• [Available records]
--- Begin ---
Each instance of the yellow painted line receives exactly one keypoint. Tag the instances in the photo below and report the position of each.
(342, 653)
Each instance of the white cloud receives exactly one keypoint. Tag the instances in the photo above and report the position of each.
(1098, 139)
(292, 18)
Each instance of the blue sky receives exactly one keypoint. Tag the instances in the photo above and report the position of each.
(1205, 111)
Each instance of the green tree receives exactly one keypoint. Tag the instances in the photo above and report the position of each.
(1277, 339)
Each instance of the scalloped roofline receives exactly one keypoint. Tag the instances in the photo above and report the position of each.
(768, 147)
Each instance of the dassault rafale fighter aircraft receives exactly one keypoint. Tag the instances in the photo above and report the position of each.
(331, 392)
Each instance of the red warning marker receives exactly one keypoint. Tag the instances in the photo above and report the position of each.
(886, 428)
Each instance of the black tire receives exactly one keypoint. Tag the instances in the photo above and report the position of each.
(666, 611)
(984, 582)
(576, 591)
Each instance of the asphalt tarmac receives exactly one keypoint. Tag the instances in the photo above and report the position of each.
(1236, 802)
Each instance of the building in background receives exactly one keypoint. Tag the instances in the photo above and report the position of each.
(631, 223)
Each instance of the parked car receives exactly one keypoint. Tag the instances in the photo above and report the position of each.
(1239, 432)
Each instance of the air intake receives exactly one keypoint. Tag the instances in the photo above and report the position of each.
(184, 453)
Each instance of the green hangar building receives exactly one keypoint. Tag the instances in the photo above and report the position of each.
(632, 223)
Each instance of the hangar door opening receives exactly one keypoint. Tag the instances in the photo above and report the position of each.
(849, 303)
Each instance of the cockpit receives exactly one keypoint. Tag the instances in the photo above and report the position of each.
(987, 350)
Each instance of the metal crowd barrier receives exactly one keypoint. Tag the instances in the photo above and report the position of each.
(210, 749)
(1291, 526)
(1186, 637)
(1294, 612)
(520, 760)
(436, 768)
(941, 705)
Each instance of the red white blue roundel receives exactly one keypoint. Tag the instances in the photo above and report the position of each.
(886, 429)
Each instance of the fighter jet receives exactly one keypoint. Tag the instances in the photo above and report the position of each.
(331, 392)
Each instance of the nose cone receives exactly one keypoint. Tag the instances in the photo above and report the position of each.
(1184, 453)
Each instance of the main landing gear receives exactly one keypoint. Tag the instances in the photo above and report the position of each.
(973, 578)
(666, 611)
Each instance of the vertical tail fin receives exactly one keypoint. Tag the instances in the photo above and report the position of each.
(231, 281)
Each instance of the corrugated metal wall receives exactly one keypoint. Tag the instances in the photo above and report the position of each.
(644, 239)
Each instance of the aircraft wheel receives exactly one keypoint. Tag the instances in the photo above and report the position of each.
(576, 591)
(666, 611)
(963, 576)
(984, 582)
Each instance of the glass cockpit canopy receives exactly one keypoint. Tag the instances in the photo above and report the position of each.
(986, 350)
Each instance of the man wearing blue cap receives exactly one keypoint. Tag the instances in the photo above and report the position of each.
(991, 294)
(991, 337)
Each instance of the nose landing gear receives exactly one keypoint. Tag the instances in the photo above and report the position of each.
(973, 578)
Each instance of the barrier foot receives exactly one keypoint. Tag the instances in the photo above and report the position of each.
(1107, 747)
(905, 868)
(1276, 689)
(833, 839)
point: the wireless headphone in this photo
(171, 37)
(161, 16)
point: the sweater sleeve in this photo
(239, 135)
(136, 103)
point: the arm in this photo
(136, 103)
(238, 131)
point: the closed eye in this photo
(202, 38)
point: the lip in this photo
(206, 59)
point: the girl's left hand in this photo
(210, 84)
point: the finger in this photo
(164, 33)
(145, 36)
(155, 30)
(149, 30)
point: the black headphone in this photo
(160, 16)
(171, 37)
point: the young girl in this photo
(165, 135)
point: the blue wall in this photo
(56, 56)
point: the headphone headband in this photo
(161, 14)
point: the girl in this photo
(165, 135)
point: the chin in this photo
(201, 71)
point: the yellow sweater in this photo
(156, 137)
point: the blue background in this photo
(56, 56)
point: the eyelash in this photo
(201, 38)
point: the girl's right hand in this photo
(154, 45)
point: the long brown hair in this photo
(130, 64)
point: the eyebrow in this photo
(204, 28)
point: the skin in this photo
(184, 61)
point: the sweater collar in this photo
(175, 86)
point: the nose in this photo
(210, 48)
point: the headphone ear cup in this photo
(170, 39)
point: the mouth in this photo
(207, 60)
--- End ---
--- Begin ---
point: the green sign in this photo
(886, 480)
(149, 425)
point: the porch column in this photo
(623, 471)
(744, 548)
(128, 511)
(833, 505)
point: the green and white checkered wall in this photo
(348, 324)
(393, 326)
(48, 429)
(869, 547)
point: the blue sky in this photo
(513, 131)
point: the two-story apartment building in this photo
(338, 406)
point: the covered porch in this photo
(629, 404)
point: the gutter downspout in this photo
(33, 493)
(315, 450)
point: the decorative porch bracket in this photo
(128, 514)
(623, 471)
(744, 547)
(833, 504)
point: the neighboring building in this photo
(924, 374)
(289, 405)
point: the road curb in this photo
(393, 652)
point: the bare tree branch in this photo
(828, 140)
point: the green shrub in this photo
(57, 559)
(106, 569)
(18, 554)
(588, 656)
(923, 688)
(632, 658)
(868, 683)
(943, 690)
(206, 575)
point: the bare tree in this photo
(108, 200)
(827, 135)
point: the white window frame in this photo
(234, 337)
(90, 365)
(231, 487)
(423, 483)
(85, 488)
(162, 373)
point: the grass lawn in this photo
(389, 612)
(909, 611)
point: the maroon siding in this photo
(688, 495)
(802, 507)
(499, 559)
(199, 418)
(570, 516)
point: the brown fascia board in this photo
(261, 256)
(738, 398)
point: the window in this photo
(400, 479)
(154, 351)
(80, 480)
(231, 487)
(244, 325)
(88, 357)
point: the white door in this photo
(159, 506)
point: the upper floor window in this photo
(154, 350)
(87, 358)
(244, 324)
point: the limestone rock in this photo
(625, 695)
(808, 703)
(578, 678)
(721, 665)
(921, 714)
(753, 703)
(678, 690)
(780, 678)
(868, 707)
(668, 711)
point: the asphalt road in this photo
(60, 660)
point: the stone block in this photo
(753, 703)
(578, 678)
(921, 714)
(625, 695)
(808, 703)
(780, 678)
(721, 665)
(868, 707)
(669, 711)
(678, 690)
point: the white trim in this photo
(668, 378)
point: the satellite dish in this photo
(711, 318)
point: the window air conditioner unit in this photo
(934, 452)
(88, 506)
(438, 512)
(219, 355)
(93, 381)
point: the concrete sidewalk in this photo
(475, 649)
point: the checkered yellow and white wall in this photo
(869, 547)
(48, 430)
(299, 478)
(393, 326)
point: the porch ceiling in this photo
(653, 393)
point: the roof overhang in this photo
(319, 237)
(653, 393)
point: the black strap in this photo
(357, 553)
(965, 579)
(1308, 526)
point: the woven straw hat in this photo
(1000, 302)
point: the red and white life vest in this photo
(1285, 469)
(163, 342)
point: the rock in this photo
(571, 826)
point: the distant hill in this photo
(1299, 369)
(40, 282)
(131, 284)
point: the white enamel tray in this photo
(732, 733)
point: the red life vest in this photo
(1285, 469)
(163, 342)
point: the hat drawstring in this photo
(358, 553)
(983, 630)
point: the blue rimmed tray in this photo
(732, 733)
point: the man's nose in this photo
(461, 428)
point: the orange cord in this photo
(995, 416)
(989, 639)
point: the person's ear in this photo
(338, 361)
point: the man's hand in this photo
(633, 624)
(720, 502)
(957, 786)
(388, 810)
--- End ---
--- Begin ---
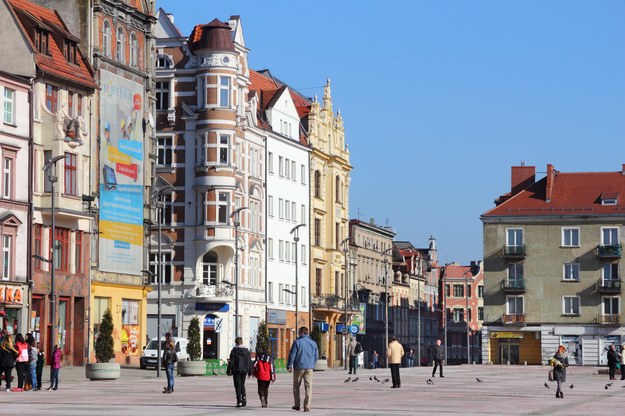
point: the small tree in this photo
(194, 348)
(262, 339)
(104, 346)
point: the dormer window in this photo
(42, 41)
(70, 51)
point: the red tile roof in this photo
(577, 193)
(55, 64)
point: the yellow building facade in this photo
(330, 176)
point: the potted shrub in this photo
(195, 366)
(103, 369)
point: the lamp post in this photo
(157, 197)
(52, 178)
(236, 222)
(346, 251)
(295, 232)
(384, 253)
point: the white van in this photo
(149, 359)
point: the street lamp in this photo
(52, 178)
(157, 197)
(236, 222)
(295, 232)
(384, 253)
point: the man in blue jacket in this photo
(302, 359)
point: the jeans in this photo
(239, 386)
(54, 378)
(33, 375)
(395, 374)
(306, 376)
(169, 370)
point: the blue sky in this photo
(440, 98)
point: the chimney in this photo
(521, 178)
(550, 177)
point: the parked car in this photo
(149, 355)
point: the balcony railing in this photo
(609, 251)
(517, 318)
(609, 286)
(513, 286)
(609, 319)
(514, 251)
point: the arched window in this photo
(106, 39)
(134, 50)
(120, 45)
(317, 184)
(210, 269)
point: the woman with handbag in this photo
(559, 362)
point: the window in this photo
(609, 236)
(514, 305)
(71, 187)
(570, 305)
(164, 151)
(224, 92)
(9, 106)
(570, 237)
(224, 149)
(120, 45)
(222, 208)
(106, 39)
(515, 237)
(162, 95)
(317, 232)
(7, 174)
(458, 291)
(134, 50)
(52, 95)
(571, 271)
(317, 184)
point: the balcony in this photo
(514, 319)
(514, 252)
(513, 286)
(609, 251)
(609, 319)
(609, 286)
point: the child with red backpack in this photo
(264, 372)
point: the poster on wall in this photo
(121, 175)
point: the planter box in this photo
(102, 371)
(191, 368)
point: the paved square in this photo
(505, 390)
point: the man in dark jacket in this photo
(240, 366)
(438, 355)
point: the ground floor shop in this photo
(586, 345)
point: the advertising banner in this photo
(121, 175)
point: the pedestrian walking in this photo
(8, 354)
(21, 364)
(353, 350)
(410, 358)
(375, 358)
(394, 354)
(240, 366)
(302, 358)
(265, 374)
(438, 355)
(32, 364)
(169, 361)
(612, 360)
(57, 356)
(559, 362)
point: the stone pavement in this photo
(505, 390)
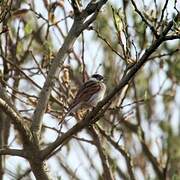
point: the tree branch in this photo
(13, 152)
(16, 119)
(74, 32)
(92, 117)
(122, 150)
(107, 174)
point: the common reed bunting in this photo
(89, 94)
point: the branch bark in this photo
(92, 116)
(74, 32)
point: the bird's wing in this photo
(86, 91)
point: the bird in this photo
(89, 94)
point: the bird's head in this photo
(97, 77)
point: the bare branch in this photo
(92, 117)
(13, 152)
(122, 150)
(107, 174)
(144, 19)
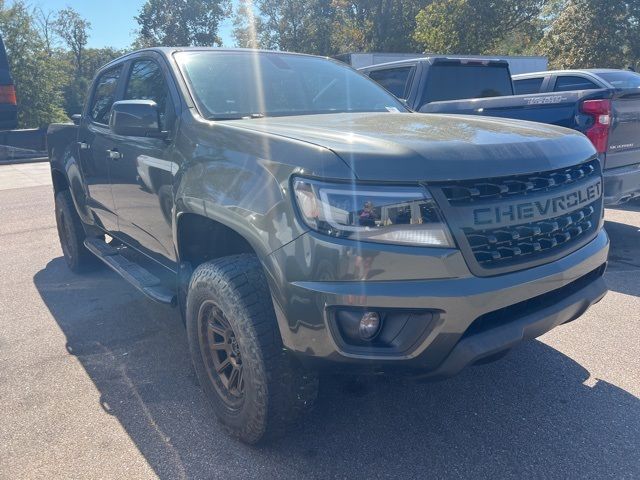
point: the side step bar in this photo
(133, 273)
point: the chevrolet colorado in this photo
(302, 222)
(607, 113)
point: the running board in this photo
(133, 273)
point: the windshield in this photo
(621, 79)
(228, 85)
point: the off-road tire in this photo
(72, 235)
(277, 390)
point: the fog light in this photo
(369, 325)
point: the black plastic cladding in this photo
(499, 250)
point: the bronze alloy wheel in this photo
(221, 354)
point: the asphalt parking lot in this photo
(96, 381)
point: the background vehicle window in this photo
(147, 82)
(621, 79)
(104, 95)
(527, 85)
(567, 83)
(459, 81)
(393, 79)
--- End ---
• [What you need to do]
Please lay out the records between the lines holding "Each instance of the metal" and "(1184, 453)", inclusive, as a JSON list of strings with one string per line and blank lines left out.

• [Response to this exercise]
[
  "Each instance of the metal crowd barrier receives exactly one keypoint. Tag the instances in the photo above and report the position of each.",
  "(210, 749)",
  "(1291, 526)",
  "(1186, 637)",
  "(1294, 612)",
  "(520, 760)",
  "(436, 768)",
  "(941, 705)",
  "Each instance of the red white blue roundel receives exactly one keypoint. Tag the instances in the photo above and report the position of each.",
  "(886, 429)",
  "Each instance of the fighter jet receives exactly one keypoint. Tag the instances in the photo above and report the position of each.",
  "(331, 392)",
  "Each instance of the nose cone receives exactly one keypoint. Tag the instances in the photo above and report the position of each.",
  "(1184, 453)"
]